DOCUMENT EXTRACT:
Before leaving for the launchpad, AlNeyadi and his crew members will interact with their family, friends, and support team members who will gather to see them off. They will then get into their customised white Tesla Model X vehicles for the approximate 20-minute ride to the pad.
Here is how the next two days will unfold (UAE timings; subject to change based on real-time operations)
Thursday, March 2
- 9.34am: Launch
- 11.30am: Post-launch Press conference
- 25-hour cruise through space
Friday, March 3
- 10.17am: Docking to space-facing port of the Harmony module on the ISS
- 11.55am: Hatch opening
- 12.40pm: Welcome ceremony.
Mission milestones, sequence
- Crew suit donning and checkouts
- Crew transport to launch pad
- Crew ingress
- Seats rotated and reclined
- Suit leak checks
- Hatch closes on Dragon
- Propellant load and launch ‘Go’/’No go’ poll
- Crew access arm retracts
- Dragon launch escape system is armed
- Falcon 9 rocket propellant loading begins
- First stage liquid oxygen loading begins
- Second stage liquid oxygen loading begins
- Falcon 9 begins engine chill prior to launch
- Propellant load complete; Dragon switches to internal power
- Command flight computer conducts final prelaunch checks
- SpaceX launch director verifies go for launch
- Liftoff!

SUPPLIED INFORMATION:

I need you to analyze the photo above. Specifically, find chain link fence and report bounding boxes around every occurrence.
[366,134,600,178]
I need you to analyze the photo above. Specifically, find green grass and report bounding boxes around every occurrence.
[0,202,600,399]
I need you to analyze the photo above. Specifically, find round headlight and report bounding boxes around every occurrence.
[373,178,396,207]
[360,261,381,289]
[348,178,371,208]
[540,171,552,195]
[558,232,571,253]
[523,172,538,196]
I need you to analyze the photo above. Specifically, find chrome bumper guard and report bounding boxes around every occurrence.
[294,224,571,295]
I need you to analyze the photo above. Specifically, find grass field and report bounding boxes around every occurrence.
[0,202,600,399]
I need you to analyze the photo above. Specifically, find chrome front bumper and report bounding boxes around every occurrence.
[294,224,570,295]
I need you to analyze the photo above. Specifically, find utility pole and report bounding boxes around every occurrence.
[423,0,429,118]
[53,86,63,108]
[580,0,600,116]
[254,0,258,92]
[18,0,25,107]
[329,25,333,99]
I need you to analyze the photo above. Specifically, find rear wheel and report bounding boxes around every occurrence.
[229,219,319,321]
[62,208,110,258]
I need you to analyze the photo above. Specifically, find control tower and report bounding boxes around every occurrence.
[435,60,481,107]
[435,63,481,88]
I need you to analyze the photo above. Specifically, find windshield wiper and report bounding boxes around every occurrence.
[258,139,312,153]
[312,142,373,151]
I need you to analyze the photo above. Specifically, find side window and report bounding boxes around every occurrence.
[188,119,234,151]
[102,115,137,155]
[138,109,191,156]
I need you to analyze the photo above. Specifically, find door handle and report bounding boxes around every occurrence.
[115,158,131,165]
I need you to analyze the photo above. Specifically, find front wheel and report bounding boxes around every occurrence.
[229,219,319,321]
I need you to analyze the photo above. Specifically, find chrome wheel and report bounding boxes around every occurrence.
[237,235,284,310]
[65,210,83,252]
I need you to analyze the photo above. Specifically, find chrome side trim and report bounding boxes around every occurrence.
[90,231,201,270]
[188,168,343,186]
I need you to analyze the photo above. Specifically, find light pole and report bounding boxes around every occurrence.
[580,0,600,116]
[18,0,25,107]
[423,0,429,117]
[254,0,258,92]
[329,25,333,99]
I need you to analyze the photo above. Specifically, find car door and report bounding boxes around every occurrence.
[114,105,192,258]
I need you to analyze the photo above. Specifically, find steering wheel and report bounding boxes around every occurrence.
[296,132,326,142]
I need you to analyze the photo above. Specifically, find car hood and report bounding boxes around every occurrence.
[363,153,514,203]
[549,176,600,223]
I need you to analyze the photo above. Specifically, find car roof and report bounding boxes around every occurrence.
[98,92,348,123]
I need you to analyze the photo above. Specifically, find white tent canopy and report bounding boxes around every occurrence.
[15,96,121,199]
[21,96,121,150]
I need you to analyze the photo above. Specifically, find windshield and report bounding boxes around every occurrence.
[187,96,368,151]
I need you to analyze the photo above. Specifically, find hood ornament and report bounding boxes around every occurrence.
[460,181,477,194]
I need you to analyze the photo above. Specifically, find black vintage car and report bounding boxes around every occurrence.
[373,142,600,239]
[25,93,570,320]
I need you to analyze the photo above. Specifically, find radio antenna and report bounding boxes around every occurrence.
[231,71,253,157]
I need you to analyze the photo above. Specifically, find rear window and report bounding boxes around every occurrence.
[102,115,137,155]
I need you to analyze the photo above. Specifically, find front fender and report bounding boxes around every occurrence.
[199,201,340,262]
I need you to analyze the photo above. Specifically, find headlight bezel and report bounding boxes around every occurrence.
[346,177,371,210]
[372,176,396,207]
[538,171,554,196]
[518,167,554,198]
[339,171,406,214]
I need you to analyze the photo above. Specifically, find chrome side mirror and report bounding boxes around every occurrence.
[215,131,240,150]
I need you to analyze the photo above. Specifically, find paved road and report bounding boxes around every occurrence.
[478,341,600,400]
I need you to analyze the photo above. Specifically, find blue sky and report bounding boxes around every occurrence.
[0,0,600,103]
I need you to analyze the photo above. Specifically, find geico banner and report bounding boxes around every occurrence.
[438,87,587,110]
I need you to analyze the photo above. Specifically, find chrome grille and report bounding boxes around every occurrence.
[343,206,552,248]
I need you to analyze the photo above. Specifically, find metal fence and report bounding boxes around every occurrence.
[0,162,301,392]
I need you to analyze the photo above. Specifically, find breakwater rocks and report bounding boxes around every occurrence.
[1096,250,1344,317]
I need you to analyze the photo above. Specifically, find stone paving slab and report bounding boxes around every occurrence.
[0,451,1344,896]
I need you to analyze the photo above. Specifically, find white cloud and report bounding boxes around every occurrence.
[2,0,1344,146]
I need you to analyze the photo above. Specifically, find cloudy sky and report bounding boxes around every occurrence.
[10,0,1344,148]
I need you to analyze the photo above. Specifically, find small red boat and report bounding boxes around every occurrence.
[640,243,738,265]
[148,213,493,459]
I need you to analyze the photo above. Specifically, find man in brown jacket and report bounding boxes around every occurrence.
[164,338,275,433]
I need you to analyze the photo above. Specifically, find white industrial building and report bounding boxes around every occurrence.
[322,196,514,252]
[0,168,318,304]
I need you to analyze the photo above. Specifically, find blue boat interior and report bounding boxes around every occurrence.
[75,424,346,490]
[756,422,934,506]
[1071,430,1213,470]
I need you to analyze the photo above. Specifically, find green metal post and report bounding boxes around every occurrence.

GIVEN PROBLEM A: Pick out every line in the rows that contains the word "metal" and copy each one in full.
GIVEN PROBLEM B: Write the next part of the crew launch schedule, picking up after its final line.
The rows are unrelated to the crew launch schedule.

RESPONSE A:
I need you to analyze the photo above. Specifically, find metal fence and report bounding boxes around every occurrence.
I need you to analyze the photo above. Specifically, find green metal post and report bounding boxes around every occurrence.

RESPONSE B:
Mission specs: What you need to know
- Liftoff: March 2, 9.34am
- Backup opportunity: March 3, 9.11am
- Launchpad: Launch Complex 39A, Kennedy Space Centre
- Spaceflight duration: 24.5 hours to the International Space Station
- Rocket: Falcon 9
- Spacecraft: Dragon Endeavour, which previously flew Demo-2, Crew-2, and Axiom Space’s Ax-1 to and from the space station
- Crew: 4
- Mission duration: 6 months
- Experiments: Over 200 science experiments and technology demonstrations
What happens after 6 months
- Dragon Endeavour will autonomously undock with the four crew members aboard
- It will depart the space station and reenter Earth’s atmosphere
- Splashdown is just off Florida’s coast
- A SpaceX recovery vessel will pick up the crew
- Crew will be helicoptered back to shore.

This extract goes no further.